**To be done:**
[A] In the paper on asymmetric multicore processors, what have such chips been proposed to improve?
[B] Continue the paper on asymmetric multicore processors from the end of its abstract.
##### Text segment #####
# **Analyzing Performance Asymmetric Multicore Processors for Latency Sensitive Datacenter Applications**

Vishal Gupta Georgia Institute of Technology vishal@cc.gatech.edu Ripal Nathuji Microsoft Research ripaln@microsoft.com

#### **Abstract**

The semiconductor industry is continuing to harness performance gains through Moore's Law by developing multicore chips. While thus far these architectures have incorporated symmetric computational components, asymmetric multicore processors (AMPs) have been proposed as a possible alternative to improve power efficiency. To quantify the tradeoffs and benefits of these designs, in this paper we perform an opportunity analysis of performance asymmetric multicore processors in the context of datacenter environments where applications have associated latency SLAs. Specifically, we define two use cases for asymmetric multicore chips, and adopt an analytical approach to quantify gains in power consumption over area equivalent symmetric multicore designs. Based upon our findings, we discuss the practical merits of performance asymmetric chips in datacenters, including the issues that must be addressed in order to realize the theoretical benefits.
##### Data lines #####
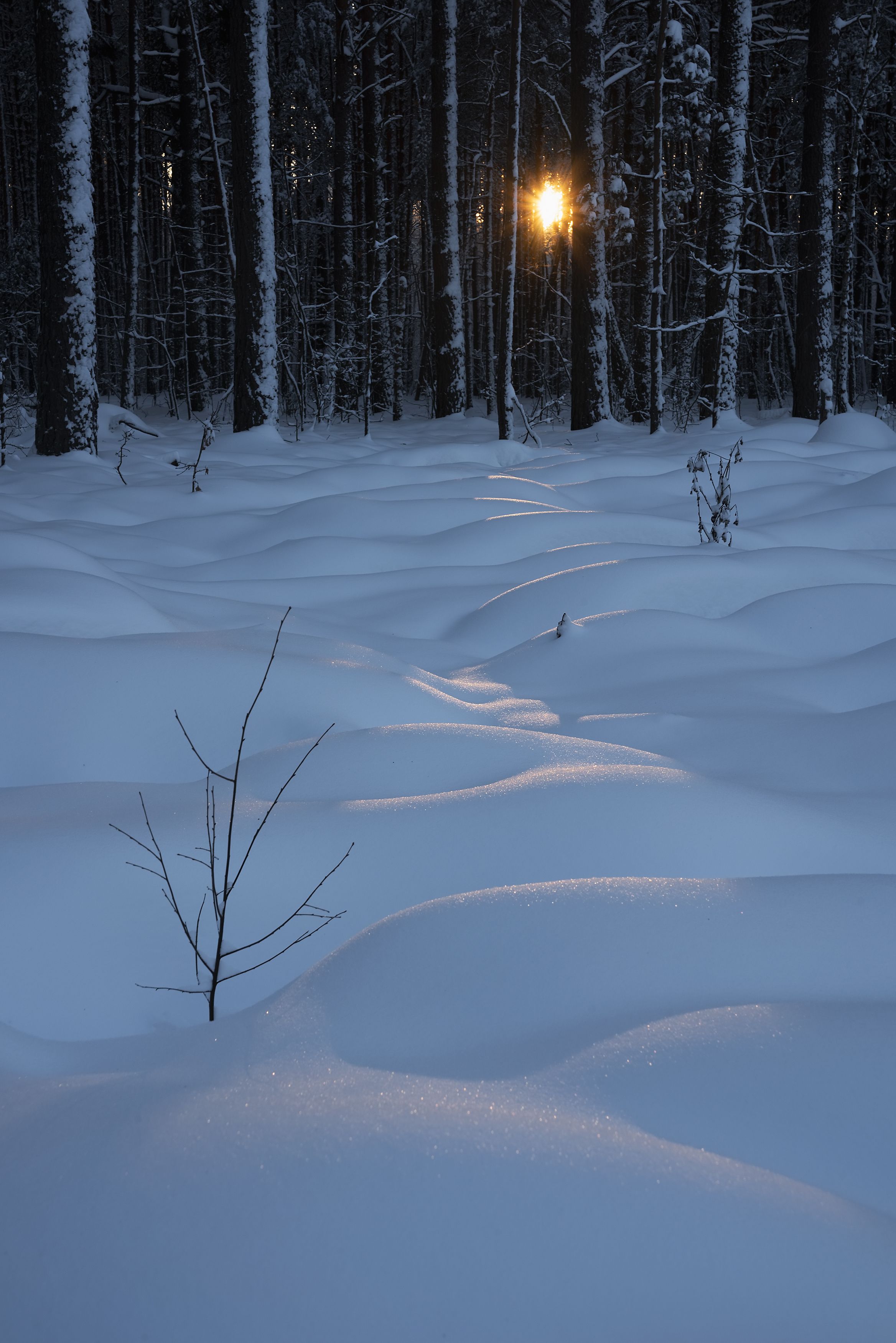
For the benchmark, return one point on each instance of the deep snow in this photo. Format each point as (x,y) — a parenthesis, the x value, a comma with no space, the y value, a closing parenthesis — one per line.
(640,1084)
#####
**Answers to the exercises:**
[A] Power efficiency.

[B]
## 1 Introduction

Using Moore's Law to improve single core performance has been hindered by power and design complexity issues. To continue scaling performance, the industry is increasingly moving towards multicore architectures for both mobile and enterprise platforms. Multicore designs offer improved performance per Watt for workloads that can make use of multiple cores. This is often the case in datacenter environments where workloads perform parallel computations or utilize task-level parallel processing. Recognizing that power and cooling are key challenges in datacenters, there is a continued emphasis to improve power efficiency using multicore chips, including the pursuit of alternative architectural designs.

Asymmetric multicore processors (AMPs) have been proposed as an energy-efficient alternative to symmetric multicore processors (SMPs). AMPs are comprised

of cores that differ in power characteristics due to performance or functional asymmetry. Performance asymmetry signifies that cores within a chip support identical instruction set architectures (ISAs), but exhibit different performance characteristics because of differences in issue width, number of functional units, etc. Conversely, functional asymmetry occurs when a subset of cores have different computational capabilities, exposed, for example, through ISA extensions.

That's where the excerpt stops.